SHORT PROBLEM: Rewrite the records from the line with "form: point(260, 238)." up to and including the line with "point(251, 47)", renaming "black hair" to "dark hair" and leaving everything else unchanged.

A run of records:
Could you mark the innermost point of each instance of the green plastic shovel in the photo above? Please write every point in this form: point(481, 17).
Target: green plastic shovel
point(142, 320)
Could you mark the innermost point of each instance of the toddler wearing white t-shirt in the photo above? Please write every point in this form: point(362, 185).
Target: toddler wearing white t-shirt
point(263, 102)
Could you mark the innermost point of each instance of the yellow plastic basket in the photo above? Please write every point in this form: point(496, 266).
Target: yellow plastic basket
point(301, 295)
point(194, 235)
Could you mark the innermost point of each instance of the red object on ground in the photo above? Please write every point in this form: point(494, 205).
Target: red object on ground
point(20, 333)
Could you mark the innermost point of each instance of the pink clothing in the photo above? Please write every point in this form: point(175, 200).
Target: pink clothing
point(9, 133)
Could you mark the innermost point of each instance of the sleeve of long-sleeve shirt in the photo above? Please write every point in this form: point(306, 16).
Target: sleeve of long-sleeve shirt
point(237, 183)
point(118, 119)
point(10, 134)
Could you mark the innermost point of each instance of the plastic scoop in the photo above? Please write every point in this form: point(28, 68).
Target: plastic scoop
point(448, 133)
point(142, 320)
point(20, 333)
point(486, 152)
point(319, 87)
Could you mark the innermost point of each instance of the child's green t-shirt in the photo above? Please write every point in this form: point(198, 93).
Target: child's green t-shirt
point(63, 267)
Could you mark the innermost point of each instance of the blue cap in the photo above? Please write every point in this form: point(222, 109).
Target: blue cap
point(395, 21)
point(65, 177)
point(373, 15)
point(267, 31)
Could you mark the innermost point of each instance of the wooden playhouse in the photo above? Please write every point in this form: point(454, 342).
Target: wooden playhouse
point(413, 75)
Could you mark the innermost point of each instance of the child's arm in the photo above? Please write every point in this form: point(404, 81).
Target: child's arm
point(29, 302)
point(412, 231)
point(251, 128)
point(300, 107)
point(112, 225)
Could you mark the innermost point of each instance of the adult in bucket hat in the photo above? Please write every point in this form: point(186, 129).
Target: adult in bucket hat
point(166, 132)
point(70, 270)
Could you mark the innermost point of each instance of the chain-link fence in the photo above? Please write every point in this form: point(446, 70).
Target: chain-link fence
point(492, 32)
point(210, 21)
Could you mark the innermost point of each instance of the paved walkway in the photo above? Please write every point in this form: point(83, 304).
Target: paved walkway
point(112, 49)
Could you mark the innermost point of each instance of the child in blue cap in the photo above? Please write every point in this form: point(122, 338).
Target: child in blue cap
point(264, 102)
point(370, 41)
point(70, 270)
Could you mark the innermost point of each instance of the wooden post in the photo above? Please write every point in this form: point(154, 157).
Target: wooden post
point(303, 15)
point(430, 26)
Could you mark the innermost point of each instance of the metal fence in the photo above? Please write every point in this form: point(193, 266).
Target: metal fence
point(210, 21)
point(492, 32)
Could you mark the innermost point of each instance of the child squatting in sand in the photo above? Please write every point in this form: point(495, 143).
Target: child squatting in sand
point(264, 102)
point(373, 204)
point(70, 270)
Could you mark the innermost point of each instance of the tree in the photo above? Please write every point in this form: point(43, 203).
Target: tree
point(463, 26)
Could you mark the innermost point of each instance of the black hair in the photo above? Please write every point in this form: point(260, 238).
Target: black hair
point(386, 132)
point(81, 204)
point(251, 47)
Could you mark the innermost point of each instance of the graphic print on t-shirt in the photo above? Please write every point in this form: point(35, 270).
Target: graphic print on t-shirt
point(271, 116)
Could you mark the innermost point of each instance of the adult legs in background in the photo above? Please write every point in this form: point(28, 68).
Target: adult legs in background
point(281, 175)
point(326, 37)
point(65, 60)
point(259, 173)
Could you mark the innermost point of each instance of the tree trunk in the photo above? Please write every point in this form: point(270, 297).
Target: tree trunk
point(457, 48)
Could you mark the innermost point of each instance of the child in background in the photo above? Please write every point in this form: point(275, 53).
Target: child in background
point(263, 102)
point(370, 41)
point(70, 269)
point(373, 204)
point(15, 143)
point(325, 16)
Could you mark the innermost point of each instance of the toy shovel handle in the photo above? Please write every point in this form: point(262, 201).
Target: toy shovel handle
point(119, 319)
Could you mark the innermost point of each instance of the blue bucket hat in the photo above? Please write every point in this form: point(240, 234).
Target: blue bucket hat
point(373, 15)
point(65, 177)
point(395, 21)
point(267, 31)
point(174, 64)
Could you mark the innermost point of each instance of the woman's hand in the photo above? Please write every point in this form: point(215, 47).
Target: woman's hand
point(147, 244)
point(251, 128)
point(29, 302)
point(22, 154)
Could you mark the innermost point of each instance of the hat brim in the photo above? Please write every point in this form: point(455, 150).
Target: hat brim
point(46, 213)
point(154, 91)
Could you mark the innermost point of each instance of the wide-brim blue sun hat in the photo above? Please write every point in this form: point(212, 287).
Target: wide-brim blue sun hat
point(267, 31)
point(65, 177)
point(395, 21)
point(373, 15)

WRITTEN RESPONSE:
Could you mark the innermost point of each instance of the dark hair in the photo above? Please write every point in this form: point(260, 238).
Target: dark hair
point(386, 132)
point(81, 204)
point(251, 47)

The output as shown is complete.